=== CONSEGNA SCRITTA A ===
Risponda alle seguenti domande sul brano da leggere:
(i) Quale struttura ha inaugurato mons. Edoardo Menichelli, e a servizio di chi?
(ii) Quale brano biblico ha commentato mons. Mariano Crociata durante la celebrazione eucaristica?
(iii) A quale mondo era dedicata la giornata di mercoledì 7 settembre del Congresso Eucaristico?
=== CONSEGNA SCRITTA B ===
Riprenda il brano sul Congresso eucaristico di Ancona e lo prosegua a partire dall'ultima frase riportata.

=== BRANO DA LEGGERE ===
────────────────

Ancona: l’Eucarestia pane della realtà

“Forse che fine della vita è vivere? Forse che i figli di Dio resteranno con fermi piedi su questa miserabile terra? Non vivere, ma morire, e non digrossar la croce ma salirvi e dare in letizia ciò che abbiamo. Qui sta la gioia, la libertà, la grazia, la giovinezza eterna!”. Queste parole di Paul Claudel mi sono rimbalzate nella testa, assistendo alla giornata di mercoledì 7 settembre del Congresso Eucaristico, dedicata al mondo del lavoro: ‘Eucarestia nel tempo dell’uomo; Eucarestia per il lavoro e la festa’, in un momento molto difficile per molti uomini e donne che ogni giorno sperimentano la necessità di trovare consolazione e gioia. Come ormai avviene dall’inizio del Congresso Eucaristico, a testimonianza di quanto l’Eucarestia si incarni nella vita quotidiana, mons. Edoardo Menichelli ha inaugurato ‘Casa Benedetto XVI’, una struttura a servizio di persone portatrici di handicap e delle loro famiglie.
Ad apertura dei lavori, il segretario generale della Cei, mons. Mariano Crociata, commentando il brano di Elia (1 Re 19, 4-8) durante la celebrazione eucaristica, nell’omelia ha affermato: “Le giornate di questo XXV Congresso eucaristico nazionale si vanno dipanando in modo tale da consentire una penetrazione sempre più profonda e una esperienza sempre più viva del mistero che celebriamo. Giorno dopo giorno Parola di Dio e sacramento dell’altare illuminano e sostengono il cammino della nostra vita. Così sta avvenendo anche oggi. Lo avvertiamo con la consapevolezza che si tratta davvero di noi e della nostra condizione. Elia ha affrontato ogni sorta di avversità, ha lottato per il vero Dio, ma ora si ritrova solo, stanco, braccato e con una sensazione di sconfitta e di inutilità. Vaga nel deserto senza meta e alla fine crolla spossato. Proprio in questo punto estremo lo raggiunge un soccorso straordinario: al riposo ristoratore si aggiunge un cibo che ne rinvigorisce le forze ridotte allo stremo”.
Quindi occorre abbandonarci a Gesù ‘pane disceso dal cielo’: “tanti attorno a noi hanno bisogno di trovare un po’ di pane e una meta per andare avanti. Abbiamo la duplice responsabilità di avere pane in abbondanza senza saperlo addentare con gusto e darne con gioia ai compagni di viaggio. Sarà chiesto conto anche noi che cosa ne abbiamo fatto del nostro fratello, per tutto quello che non abbiamo fatto per lui, a cominciare dal dargli un pezzo di quel pane del cielo che noi stessi non finiamo di apprezzare. C’è una provvidenza in questa celebrazione e in questo congresso eucaristico: tornare ad assaporare con la compagnia di ogni sorta di affamati quel pane che è Gesù, per ritrovare in lui il filo che ci conduce insieme incontro alla vita”.

────────────────

=== DATI FORNITI ===
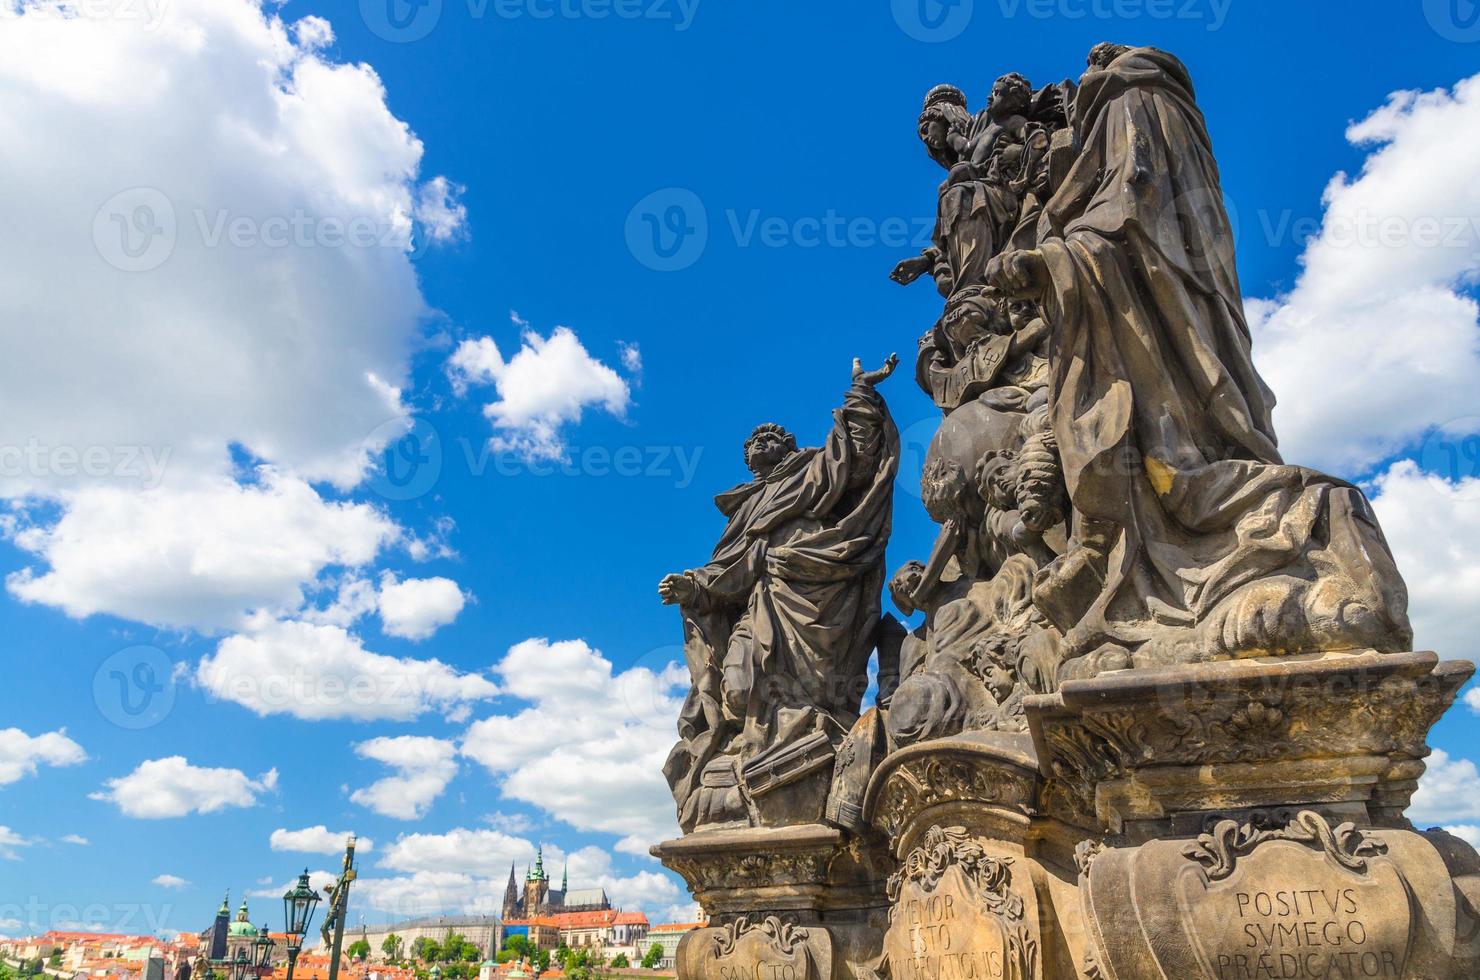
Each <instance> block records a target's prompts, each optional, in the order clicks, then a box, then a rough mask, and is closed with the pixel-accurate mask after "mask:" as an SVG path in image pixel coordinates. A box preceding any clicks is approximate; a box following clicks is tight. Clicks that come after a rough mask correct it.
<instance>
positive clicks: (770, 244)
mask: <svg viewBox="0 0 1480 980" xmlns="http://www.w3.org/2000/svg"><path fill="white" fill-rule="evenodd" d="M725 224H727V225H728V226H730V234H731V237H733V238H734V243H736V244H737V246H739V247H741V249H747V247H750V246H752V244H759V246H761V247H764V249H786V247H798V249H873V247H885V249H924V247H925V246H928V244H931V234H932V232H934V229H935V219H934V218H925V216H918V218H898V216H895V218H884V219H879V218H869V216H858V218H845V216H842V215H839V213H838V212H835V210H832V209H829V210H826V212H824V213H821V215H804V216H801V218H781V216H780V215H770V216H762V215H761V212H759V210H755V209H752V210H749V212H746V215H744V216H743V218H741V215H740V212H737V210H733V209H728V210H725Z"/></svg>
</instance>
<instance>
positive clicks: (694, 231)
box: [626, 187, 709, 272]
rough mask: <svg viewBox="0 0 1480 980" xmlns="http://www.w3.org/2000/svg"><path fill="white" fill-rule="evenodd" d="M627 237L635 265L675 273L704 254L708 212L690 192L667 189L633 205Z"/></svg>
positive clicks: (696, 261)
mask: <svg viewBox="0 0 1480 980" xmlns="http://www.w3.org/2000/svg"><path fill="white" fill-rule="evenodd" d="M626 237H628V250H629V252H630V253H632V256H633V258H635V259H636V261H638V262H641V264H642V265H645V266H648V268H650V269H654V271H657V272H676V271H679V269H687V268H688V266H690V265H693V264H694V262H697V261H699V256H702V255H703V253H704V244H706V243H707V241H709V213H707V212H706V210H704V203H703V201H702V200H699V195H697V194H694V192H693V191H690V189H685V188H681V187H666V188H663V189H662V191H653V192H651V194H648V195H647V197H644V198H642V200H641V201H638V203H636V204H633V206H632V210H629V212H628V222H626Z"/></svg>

────────────────

=== SOLUZIONE PROPOSTA A ===
(i) Ha inaugurato "Casa Benedetto XVI", una struttura a servizio di persone portatrici di handicap e delle loro famiglie.
(ii) Ha commentato il brano di Elia (1 Re 19, 4-8).
(iii) Era dedicata al mondo del lavoro.

=== SOLUZIONE PROPOSTA B ===
Quindi il pane assume un diverso sapore, secondo le occasioni in cui ci si trova, come ha sottolineato la biblista Rosanna Virgili: “L’eucaristia ha un gusto differente per ciascuno che ne mangia, un gusto pieno di sapori, ricco di ogni ricchezza… La differenza tra il pane eucaristico e la manna è che l’Eucaristia nutre per la vita eterna, dà qualcosa che nessun pane di frumento, nessun cibo materiale può dare: il corpo di un uomo vivente, in cui la vita si moltiplica e non si spegne. L’Eucaristia è frutto di due tipi di amore: un amore che scende dal cielo e un amore che sale dalla terra. L’Eucaristia è un corpo che crea una nuova umanità, in cui la vita nasce dalla condivisione, dall’amore… Purtroppo oggi proprio in nome del pane si giustificano a volte ingiustizie, violenze, prepotenze, sopraffazione dei più deboli… Nella prospettiva cristiana, al contrario, il pane eucaristico è un cibo che va oltre i bisogni individualistici…, per una riscoperta del bene profondo e inalienabile che chiede comunione con l’altro e con Dio, perché la trascendenza cristiana si vive nel corpo”.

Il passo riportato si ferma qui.